Across all entries below, how many lines include "accurate"? Answer with the number alone.

***** The input

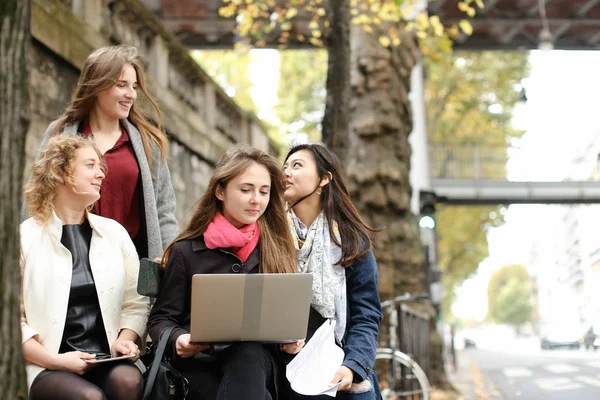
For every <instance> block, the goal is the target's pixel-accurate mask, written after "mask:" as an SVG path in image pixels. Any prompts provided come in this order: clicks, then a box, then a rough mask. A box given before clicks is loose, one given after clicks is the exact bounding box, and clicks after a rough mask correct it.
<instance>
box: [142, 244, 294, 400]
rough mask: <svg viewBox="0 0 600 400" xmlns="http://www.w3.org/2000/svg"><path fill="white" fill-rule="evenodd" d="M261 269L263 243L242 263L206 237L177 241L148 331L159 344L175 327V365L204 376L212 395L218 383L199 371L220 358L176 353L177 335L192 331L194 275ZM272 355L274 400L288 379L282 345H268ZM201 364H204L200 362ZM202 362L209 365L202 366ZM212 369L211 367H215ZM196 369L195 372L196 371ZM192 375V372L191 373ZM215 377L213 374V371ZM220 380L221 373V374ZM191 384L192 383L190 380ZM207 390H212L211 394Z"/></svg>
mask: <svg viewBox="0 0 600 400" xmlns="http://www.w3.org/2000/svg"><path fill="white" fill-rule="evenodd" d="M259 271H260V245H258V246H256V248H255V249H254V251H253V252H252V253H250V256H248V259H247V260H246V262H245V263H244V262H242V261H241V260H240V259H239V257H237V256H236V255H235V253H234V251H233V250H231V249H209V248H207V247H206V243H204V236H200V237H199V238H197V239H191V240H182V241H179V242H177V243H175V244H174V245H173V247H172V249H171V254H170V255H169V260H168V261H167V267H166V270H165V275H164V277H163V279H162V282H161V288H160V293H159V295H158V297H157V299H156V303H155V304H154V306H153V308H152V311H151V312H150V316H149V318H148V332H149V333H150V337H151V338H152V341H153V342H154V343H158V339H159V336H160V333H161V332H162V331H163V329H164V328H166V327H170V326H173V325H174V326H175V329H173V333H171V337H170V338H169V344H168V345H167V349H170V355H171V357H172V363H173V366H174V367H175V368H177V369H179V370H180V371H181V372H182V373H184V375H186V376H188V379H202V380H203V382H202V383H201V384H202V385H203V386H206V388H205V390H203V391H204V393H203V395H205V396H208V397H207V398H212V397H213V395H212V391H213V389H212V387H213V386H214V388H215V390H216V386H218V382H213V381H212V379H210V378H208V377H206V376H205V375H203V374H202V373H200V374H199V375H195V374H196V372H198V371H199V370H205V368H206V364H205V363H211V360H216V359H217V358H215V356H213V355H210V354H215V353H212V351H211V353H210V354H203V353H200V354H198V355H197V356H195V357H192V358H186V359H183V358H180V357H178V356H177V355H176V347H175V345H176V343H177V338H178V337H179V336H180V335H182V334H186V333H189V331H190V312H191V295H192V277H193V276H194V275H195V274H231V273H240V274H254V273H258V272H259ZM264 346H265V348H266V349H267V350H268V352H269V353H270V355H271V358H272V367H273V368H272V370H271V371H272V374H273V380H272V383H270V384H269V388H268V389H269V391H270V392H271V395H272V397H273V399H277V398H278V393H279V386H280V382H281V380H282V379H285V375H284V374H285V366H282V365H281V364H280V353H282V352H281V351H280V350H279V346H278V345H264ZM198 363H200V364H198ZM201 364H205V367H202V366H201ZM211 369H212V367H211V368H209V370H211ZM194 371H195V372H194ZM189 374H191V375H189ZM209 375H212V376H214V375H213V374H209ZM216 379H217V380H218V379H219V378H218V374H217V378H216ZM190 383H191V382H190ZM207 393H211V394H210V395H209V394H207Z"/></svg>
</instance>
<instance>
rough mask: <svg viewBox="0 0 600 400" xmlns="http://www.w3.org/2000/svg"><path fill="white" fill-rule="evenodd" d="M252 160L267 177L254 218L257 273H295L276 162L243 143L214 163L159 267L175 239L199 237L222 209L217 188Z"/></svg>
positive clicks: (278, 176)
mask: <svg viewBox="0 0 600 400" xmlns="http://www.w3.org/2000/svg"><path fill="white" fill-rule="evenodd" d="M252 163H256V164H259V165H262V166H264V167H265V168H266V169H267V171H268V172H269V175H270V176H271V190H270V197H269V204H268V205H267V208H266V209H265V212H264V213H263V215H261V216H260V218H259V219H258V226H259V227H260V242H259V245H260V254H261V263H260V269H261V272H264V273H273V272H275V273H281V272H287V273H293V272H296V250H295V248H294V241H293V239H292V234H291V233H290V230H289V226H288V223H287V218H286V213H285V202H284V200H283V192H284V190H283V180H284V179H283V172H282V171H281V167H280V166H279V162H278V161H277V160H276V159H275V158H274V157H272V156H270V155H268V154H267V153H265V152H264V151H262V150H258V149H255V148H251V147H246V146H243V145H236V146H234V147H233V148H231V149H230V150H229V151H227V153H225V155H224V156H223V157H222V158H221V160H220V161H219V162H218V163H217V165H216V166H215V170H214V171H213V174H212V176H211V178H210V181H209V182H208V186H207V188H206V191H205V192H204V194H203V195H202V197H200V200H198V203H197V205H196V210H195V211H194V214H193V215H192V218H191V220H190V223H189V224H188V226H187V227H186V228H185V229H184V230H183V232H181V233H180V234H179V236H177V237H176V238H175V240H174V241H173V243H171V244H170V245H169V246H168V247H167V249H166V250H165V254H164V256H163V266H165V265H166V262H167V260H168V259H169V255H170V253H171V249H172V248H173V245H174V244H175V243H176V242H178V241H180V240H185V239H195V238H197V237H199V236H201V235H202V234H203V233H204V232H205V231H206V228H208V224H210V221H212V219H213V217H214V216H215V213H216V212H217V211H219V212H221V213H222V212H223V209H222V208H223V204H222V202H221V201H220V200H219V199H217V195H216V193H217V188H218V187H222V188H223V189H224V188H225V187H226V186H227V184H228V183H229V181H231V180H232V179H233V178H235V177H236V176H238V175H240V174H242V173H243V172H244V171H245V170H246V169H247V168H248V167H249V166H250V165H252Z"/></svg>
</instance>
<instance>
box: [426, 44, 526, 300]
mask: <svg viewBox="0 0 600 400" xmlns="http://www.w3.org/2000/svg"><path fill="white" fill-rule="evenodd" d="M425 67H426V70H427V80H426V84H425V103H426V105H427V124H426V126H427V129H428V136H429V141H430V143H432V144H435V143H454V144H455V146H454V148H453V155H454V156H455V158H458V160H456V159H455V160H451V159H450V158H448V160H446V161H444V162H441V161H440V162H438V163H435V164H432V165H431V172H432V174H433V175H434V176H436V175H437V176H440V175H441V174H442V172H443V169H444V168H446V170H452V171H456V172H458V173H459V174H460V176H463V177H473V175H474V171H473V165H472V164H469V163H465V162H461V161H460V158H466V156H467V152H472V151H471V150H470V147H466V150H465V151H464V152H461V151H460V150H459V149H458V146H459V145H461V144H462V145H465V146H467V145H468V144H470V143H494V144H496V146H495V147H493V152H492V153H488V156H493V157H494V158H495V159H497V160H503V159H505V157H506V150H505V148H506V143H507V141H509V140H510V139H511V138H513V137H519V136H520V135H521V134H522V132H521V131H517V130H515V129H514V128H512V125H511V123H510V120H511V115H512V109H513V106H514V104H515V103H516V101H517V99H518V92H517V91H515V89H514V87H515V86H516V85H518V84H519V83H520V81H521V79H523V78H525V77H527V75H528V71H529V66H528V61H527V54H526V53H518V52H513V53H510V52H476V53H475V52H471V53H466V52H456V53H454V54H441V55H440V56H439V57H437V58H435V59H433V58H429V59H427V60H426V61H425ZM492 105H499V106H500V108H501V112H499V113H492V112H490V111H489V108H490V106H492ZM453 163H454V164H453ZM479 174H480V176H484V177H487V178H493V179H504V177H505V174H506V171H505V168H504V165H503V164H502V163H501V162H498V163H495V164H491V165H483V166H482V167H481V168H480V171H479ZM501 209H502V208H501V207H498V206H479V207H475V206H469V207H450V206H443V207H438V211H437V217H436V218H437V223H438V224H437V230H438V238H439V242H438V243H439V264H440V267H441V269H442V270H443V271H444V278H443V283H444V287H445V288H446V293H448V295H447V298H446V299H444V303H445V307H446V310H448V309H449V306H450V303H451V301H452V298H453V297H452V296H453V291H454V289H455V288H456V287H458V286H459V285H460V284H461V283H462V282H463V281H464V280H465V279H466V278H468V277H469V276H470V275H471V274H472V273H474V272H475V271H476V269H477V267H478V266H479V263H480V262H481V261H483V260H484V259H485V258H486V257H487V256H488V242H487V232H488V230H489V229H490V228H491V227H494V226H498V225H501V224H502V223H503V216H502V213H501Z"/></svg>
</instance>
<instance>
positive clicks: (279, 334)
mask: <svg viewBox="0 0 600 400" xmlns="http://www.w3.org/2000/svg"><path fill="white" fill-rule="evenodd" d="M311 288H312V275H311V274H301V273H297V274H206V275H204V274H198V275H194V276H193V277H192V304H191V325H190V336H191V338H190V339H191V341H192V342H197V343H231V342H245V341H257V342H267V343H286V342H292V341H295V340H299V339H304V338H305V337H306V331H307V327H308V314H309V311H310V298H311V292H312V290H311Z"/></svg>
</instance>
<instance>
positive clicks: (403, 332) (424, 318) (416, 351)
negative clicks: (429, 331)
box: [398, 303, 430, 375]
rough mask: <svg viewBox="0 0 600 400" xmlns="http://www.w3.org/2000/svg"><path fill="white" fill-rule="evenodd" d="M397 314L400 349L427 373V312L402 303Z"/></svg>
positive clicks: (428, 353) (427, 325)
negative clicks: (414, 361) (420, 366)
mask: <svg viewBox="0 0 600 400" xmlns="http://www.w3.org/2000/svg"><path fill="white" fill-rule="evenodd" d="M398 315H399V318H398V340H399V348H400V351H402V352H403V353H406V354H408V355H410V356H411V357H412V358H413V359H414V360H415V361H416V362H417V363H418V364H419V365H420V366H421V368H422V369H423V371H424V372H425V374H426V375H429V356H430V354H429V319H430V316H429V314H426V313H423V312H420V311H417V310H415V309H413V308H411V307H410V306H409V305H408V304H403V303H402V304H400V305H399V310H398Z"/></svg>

**********
***** The input

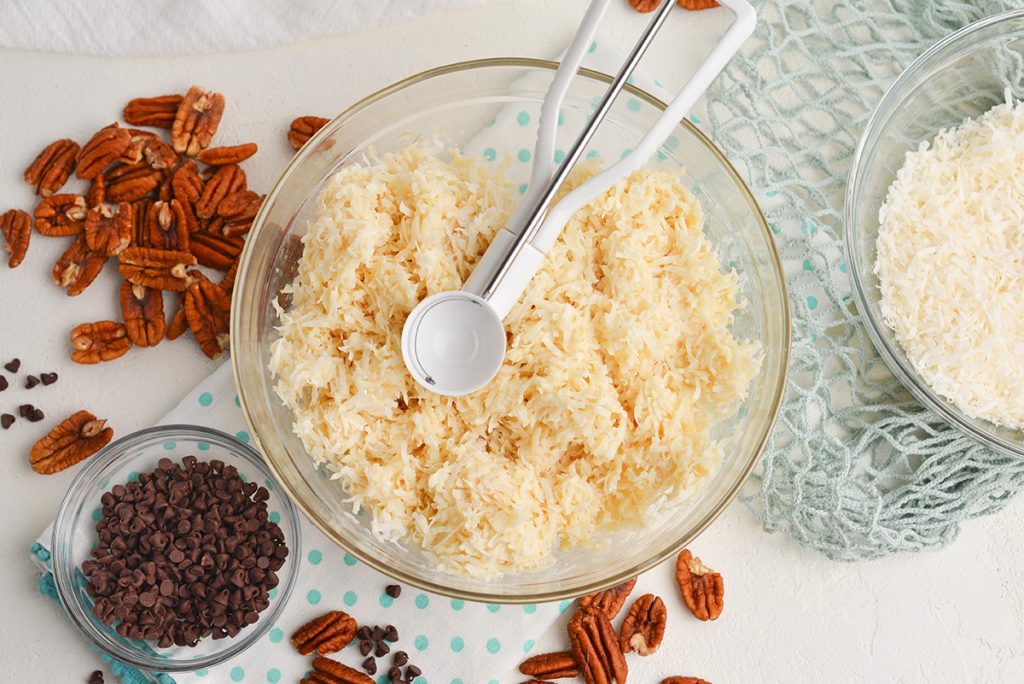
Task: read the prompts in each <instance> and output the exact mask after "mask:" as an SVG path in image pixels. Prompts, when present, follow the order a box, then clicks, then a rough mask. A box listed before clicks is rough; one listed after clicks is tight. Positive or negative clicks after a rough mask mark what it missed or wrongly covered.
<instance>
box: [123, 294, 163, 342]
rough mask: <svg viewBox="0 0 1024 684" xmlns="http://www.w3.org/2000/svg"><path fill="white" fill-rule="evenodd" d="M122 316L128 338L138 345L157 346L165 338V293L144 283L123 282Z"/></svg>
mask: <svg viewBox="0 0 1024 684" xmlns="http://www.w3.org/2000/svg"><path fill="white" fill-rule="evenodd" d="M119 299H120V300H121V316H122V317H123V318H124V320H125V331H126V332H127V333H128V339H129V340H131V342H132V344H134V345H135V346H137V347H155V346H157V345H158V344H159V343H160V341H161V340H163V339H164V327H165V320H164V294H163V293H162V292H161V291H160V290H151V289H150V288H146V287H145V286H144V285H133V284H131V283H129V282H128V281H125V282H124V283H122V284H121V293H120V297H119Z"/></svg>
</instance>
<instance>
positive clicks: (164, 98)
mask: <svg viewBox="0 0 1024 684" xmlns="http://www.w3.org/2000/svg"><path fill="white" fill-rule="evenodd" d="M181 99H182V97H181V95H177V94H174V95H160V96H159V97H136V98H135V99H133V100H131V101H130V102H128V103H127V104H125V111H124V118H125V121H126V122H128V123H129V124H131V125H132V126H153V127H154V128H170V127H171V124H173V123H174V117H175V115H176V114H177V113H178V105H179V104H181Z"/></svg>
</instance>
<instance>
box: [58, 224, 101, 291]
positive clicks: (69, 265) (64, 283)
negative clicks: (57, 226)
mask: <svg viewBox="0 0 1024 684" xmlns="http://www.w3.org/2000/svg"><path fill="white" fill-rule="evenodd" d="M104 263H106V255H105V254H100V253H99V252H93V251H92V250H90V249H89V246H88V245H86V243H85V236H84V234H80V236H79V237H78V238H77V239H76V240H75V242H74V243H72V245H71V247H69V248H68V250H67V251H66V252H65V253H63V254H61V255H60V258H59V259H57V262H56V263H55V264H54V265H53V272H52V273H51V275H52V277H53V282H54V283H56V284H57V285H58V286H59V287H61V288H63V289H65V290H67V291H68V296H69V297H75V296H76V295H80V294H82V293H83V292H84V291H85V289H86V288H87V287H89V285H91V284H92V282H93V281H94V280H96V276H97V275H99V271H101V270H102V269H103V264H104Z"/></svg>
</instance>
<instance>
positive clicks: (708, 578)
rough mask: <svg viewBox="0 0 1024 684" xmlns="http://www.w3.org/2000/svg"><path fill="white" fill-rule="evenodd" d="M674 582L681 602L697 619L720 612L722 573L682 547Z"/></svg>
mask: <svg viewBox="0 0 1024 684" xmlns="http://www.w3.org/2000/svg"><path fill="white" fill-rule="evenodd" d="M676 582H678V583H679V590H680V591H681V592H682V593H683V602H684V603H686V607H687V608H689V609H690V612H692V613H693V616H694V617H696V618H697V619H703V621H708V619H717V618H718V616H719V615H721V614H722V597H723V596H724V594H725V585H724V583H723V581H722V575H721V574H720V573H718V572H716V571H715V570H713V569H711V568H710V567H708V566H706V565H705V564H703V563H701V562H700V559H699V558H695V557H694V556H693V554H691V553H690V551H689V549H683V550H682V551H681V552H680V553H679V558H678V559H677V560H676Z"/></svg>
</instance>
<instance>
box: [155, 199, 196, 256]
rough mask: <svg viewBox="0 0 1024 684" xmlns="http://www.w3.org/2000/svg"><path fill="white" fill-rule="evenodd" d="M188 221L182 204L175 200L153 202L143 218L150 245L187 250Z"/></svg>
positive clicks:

**********
***** The input

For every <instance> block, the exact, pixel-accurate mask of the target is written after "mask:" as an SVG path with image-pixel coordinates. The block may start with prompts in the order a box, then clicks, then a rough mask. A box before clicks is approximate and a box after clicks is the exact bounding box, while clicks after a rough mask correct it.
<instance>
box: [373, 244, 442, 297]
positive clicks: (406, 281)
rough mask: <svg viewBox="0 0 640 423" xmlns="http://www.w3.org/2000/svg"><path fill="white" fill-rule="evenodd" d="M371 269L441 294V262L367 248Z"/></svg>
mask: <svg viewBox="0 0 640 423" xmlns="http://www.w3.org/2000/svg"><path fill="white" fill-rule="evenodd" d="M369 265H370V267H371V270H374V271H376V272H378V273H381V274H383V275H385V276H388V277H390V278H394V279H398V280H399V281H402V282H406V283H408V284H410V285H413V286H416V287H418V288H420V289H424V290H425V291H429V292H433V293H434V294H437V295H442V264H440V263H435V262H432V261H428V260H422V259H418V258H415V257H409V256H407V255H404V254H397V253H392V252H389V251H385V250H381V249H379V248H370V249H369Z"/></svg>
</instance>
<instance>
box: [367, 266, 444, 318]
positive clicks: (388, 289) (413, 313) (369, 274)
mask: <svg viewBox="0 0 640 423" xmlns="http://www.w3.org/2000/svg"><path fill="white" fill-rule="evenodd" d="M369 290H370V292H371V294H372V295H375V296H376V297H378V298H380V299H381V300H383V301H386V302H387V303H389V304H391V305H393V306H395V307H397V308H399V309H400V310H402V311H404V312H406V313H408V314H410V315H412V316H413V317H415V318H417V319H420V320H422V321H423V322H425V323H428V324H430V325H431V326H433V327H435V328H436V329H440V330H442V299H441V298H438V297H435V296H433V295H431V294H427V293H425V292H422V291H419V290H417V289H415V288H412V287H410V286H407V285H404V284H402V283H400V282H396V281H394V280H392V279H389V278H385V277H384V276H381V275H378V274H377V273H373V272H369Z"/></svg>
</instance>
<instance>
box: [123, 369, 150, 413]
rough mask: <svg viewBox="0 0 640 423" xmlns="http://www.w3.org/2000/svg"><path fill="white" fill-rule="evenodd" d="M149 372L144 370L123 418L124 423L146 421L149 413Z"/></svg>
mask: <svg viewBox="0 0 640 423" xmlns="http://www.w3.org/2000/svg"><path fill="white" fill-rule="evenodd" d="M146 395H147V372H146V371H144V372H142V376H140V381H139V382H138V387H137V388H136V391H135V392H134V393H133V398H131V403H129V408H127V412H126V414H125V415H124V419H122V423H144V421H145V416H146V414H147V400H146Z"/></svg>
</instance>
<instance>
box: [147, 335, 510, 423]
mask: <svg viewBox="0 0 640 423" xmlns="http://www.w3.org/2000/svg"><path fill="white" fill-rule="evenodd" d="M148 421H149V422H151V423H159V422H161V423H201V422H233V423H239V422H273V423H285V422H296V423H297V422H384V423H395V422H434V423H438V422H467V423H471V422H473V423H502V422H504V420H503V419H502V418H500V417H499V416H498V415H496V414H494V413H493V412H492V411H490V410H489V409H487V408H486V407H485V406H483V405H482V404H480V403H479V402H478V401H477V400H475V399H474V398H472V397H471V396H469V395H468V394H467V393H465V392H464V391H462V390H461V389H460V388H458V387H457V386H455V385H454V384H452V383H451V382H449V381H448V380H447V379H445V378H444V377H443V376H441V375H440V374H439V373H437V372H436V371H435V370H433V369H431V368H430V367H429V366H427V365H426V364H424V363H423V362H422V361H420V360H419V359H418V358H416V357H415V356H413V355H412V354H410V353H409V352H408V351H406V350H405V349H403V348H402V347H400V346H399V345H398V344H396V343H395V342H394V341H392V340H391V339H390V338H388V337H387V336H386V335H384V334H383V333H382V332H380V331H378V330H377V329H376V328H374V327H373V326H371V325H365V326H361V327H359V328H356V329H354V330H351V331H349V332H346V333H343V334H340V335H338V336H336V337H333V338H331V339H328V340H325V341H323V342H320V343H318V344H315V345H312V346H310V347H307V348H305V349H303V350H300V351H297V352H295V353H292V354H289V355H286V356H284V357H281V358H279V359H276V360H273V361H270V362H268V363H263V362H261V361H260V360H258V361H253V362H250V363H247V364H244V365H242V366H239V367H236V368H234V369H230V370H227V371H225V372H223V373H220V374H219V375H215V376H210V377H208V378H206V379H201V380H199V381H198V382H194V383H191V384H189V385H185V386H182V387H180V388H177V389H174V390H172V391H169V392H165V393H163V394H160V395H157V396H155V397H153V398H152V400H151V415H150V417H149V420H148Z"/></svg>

**********

- _Expected output_: 2